# DATA FOR PROCESSING:
++++++

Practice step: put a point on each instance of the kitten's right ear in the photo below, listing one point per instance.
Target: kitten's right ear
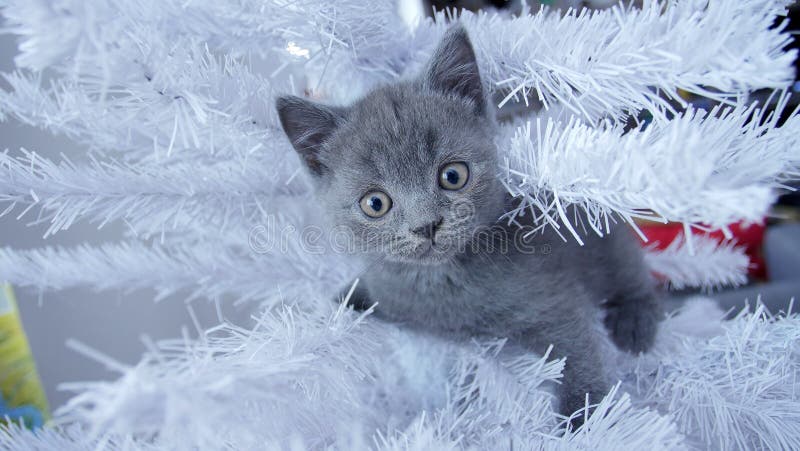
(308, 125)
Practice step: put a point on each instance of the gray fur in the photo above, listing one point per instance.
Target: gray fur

++++++

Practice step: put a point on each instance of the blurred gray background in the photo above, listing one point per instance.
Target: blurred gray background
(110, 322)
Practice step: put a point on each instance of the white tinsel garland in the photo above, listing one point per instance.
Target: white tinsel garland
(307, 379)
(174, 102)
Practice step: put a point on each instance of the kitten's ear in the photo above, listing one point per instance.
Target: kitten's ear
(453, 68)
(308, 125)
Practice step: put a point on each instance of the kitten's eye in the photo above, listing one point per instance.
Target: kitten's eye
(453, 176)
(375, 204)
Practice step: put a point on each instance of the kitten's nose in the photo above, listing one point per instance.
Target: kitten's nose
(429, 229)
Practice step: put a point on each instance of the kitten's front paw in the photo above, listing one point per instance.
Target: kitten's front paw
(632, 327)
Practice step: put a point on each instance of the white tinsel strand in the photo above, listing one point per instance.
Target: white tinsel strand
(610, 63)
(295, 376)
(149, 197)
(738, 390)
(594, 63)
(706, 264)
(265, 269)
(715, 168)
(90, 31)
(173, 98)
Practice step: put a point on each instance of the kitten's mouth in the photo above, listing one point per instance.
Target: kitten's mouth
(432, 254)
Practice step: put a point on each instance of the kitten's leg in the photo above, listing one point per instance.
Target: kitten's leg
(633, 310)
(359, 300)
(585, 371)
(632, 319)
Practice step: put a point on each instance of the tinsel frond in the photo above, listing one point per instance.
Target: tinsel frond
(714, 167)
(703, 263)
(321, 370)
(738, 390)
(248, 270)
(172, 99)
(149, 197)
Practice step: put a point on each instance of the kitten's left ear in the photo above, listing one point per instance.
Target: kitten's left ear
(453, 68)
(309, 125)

++++++

# SHORT EXERCISE:
Render as a numbered list the lines from the one containing "Practice step: put a point on each instance of the gray" through the one containing "Target: gray fur", including both, and leave out any blank lines.

# ANSWER TO THIS TASK:
1. Practice step: put a point on each instance of the gray fur in the photo above, listing one point per instance.
2. Target: gray fur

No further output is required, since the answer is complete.